> _Passage shown_:
☆ ☆ ☆ ☆ ☆

Trade and investment flows among developing economies have surged over the past three decades. Today, countries of the global South account for a rising share of world trade, output and foreign direct investment.

These gains are linked to South-South cooperation, which has expanded in scale and ambition. But one core problem persists: much of it remains invisible in data.

Capturing how cooperation between developing countries translates into financial support, as well as technical and in-kind assistance, is key to understanding its contribution to sustainable development.

Traditional development metrics were built to track North-South flows. They were not designed to capture the complexity of financial and non-financial support among developing economies.

This is the gap UN Trade and Development (UNCTAD) is working with countries to close through its project Quantifying South–South cooperation for the Sustainable Development Goals (SDGs).

The first data submitted by nine pilot countries reveal significant levels of South-South cooperation.

This work responds to calls from leaders at the UNCTAD16 South–South Cooperation Forum to strengthen country-owned data for priority setting, strategic partnerships and shared prosperity.

Capturing the full spectrum of cooperation, beyond financial ledgers

This initiative builds on a voluntary Conceptual Framework for the Statistical Measurement of South–South Cooperation – developed by the global South, for the global South, with support from across the UN system.

☆ ☆ ☆ ☆ ☆

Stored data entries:

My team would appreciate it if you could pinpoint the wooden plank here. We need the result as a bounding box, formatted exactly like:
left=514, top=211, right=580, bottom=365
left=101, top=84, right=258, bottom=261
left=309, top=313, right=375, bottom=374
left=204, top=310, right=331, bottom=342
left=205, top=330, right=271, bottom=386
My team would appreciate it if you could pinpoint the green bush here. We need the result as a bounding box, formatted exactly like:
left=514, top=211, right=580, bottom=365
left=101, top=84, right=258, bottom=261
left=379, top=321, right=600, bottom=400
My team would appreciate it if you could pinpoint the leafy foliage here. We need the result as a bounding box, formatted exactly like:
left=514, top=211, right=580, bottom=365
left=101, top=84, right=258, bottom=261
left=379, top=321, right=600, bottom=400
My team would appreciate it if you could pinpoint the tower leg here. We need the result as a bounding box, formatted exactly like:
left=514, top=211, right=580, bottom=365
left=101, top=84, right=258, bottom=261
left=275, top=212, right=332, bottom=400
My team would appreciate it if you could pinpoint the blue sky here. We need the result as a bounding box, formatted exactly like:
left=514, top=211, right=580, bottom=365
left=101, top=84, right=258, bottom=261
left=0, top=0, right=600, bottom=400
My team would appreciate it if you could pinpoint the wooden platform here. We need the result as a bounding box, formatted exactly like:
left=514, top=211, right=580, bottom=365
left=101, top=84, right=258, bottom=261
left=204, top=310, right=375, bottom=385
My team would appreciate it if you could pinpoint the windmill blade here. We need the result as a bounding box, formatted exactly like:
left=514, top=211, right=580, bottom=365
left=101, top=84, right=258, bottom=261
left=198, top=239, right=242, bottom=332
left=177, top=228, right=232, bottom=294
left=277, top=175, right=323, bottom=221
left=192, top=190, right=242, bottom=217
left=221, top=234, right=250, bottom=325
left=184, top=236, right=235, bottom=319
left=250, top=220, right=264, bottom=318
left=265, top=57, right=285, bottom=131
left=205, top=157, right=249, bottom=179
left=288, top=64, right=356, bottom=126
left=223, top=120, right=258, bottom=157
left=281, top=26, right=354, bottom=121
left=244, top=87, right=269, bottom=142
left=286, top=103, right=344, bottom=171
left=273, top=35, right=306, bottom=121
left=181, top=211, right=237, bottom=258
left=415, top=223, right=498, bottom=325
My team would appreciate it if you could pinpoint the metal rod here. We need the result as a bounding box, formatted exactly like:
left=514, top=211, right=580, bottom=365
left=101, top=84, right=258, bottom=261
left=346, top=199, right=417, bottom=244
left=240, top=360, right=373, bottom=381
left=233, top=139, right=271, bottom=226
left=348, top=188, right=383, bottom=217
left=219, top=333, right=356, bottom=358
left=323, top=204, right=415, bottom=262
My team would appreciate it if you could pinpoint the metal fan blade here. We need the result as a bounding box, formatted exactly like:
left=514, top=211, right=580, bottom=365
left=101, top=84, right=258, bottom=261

☆ ☆ ☆ ☆ ☆

Proceed with the passage on measuring South-South cooperation, starting after its final sentence about the voluntary Conceptual Framework.

> _Output_:
The framework provides a common method for developing countries to measure and report government-led activities aimed at sustainable development or humanitarian purposes and that are concessional in nature. It defines what counts as South–South cooperation, classifies different types and helps countries collect comparable data across three main modalities – beyond what shows up in financial ledgers:

  • Financial modalities – grants, loans, credit lines, budget support
  • Non-financial modalities that are monetized – technical assistance or services valued in monetary terms
  • Non-financial modalities measured in non-monetary units – training sessions, expert deployments, scholarships, equipment transfers, policy exchanges

Most South-South cooperation remained in the region

The first data submitted by nine pilot countries in Latin America and the Caribbean to SDG indicator 17.3.1 – which tracks additional financial resources mobilized for developing countries – reveals significant levels of South-South cooperation.

Brazil reported the largest single-year amount of monetized support, with $159 million in 2022. Mexico followed, with $43 million disbursed in the same year.

On average, 85% of monetized support remained within the region, with Venezuela and Argentina as the top recipients.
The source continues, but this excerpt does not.